Iachad (juntos - יחד) - por André Naves: Chutzpah

 


Chutzpah

          Vários idiomas têm suas peculiaridades, seus lirismos. O Português, por exemplo, tem a palavra saudade... Essa palavra, sem similar em outras línguas, vale como uma poesia. Tá certo que é até possível traduzir para outros idiomas, mas o essencial, a alma do verbo, acaba se perdendo...

          “Eu sinto falta” só é igual a “eu tenho saudades” para quem nunca enxerga com o coração... Aliás, enxergar com o coração...

Acho que gosto tanto dessa língua portuguesa tão abrasileirada pelo tamanho do lirismo que ela sopra. É uma linguagem adubada pela diversidade. Temperada pelo diferente. Com suas curvas e rococós que obrigam todo literato, se quiser se comunicar, a sair de suas limpas celas de alabastro para se lambuzar com o melaço popular!

          Língua Portuguesa do Brasil! LÍNGUA BRASILEIRA!

          Chutzpah não é português. Vocês já devem ter desconfiado, claro. Na verdade, nem se fala como se lê. É assim, Rrutzpá! Pra gente, brasileiro, ela também não tem exata tradução...

          Audácia, ousadia... É o mais perto que eu consigo chegar. A gente precisa abrir o entendimento da alma para beber desse significado. Ela é uma palavra que vale uma poesia inteira!

Talvez com arte, com literatura, seja mais fácil levar esse entendimento ao sentimento...

Yayoi Kusama! Artista japonesa das mais vibrantes e criativas. Ela traduz as alucinações que ela vê em imagens... O que ela tem? Não faz diferença... A verdade é que ela mora numa ala psiquiátrica de um hospital, e a dificuldade dela virou sua facilidade!

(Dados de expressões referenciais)
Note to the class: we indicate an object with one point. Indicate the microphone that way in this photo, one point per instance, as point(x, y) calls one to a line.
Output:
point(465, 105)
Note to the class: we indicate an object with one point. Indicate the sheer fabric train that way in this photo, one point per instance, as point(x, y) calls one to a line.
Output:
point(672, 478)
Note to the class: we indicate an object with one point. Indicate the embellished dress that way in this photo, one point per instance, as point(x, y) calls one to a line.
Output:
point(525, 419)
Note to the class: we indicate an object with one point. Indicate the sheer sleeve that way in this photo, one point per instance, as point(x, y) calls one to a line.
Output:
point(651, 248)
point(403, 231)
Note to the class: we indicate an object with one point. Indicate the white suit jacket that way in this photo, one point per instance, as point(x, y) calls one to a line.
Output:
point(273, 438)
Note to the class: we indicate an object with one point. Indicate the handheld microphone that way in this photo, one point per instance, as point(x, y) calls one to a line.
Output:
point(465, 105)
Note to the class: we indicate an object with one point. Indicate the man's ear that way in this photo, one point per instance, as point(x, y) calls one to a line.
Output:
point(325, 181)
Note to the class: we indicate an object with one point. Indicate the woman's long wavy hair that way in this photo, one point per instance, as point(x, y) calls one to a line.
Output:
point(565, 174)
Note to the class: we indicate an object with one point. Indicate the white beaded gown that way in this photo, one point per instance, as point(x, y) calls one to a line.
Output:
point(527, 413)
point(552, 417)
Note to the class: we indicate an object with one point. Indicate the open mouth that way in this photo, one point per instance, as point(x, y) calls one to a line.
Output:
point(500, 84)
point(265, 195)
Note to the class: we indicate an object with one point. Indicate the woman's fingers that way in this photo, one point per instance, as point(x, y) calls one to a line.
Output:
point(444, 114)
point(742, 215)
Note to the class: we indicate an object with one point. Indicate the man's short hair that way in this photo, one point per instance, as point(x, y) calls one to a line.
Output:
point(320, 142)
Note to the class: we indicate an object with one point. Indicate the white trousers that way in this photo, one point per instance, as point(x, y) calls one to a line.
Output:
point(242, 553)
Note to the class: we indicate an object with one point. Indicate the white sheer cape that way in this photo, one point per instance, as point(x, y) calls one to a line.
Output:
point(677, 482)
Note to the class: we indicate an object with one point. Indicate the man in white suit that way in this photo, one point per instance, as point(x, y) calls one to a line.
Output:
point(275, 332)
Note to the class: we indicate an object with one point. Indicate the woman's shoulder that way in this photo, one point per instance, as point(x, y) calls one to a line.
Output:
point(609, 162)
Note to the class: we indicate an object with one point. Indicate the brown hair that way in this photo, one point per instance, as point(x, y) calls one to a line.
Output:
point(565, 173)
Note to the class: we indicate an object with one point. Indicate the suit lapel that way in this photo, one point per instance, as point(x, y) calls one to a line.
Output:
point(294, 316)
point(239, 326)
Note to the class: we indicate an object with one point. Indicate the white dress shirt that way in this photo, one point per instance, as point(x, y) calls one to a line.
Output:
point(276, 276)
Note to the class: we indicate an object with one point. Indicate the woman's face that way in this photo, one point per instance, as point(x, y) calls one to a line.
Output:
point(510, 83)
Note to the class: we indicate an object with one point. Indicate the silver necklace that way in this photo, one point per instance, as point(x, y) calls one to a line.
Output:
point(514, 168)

• Exercícios a resolver:
a. Responda às perguntas abaixo com base na crônica sobre chutzpah.
(i) Qual palavra do português, segundo a crônica, não tem similar em outras línguas?
(ii) Como se pronuncia chutzpah, de acordo com a crônica?
(iii) Onde mora Yayoi Kusama, conforme a crônica?
b. Transcreva sem alterações o trecho da crônica sobre chutzpah que começa nas palavras "Talvez com arte, com" e termina depois de "virou sua facilidade!".

• Respostas por exercício:
a.
(i) Saudade.
(ii) Rrutzpá.
(iii) Numa ala psiquiátrica de um hospital.

b.
Talvez com arte, com literatura, seja mais fácil levar esse entendimento ao sentimento...

Yayoi Kusama! Artista japonesa das mais vibrantes e criativas. Ela traduz as alucinações que ela vê em imagens... O que ela tem? Não faz diferença... A verdade é que ela mora numa ala psiquiátrica de um hospital, e a dificuldade dela virou sua facilidade!